> **Your goal**
Produce an exact copy of the lines from the line containing "locate: drawer |" through the last line of the entries below, and only those lines.
+++
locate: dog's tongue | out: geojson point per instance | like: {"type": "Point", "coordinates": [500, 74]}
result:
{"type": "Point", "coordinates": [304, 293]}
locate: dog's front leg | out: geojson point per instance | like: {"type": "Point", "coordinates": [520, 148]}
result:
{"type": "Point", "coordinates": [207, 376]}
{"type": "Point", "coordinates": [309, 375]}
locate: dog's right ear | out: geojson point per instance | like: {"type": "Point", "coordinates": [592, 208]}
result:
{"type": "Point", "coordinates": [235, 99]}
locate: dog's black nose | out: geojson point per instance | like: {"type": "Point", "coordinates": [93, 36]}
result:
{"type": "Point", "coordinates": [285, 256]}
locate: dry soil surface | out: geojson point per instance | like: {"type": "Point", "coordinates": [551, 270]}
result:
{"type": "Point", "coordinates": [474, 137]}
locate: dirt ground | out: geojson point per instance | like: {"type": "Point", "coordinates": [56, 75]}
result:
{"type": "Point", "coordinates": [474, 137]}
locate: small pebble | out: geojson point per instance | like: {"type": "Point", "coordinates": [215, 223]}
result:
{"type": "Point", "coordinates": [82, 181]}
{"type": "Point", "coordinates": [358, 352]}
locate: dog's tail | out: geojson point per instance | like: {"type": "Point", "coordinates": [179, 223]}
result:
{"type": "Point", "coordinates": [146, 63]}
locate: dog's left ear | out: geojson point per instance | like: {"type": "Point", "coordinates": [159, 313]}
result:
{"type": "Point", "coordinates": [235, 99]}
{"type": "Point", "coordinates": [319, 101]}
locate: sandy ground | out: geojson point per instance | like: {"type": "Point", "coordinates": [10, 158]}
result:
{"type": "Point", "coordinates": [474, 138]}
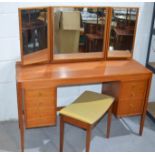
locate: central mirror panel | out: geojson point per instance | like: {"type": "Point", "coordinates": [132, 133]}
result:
{"type": "Point", "coordinates": [122, 32]}
{"type": "Point", "coordinates": [79, 32]}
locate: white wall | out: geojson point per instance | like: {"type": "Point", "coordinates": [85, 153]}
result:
{"type": "Point", "coordinates": [10, 52]}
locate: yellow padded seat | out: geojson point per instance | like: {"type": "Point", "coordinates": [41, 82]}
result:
{"type": "Point", "coordinates": [88, 107]}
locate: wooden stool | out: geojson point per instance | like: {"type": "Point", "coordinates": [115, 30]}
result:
{"type": "Point", "coordinates": [85, 112]}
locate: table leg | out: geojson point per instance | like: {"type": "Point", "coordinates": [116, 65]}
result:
{"type": "Point", "coordinates": [20, 115]}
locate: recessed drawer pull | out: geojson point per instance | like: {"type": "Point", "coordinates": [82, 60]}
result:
{"type": "Point", "coordinates": [133, 94]}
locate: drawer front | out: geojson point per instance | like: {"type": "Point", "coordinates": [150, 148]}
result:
{"type": "Point", "coordinates": [130, 107]}
{"type": "Point", "coordinates": [40, 107]}
{"type": "Point", "coordinates": [133, 90]}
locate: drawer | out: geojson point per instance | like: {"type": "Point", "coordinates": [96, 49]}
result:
{"type": "Point", "coordinates": [40, 107]}
{"type": "Point", "coordinates": [130, 107]}
{"type": "Point", "coordinates": [133, 90]}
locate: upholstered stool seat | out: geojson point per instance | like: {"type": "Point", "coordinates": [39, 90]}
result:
{"type": "Point", "coordinates": [85, 112]}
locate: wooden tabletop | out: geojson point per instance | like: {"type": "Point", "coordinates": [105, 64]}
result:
+++
> **In response**
locate: drawer | out: geojson point per instance | like: {"type": "Point", "coordinates": [96, 49]}
result:
{"type": "Point", "coordinates": [40, 107]}
{"type": "Point", "coordinates": [130, 107]}
{"type": "Point", "coordinates": [133, 90]}
locate: upholstered stool seat | out: geojson point per instance | like: {"type": "Point", "coordinates": [39, 90]}
result:
{"type": "Point", "coordinates": [85, 112]}
locate: wooden tabletop | out: geojson point per instance | like: {"type": "Point", "coordinates": [105, 64]}
result:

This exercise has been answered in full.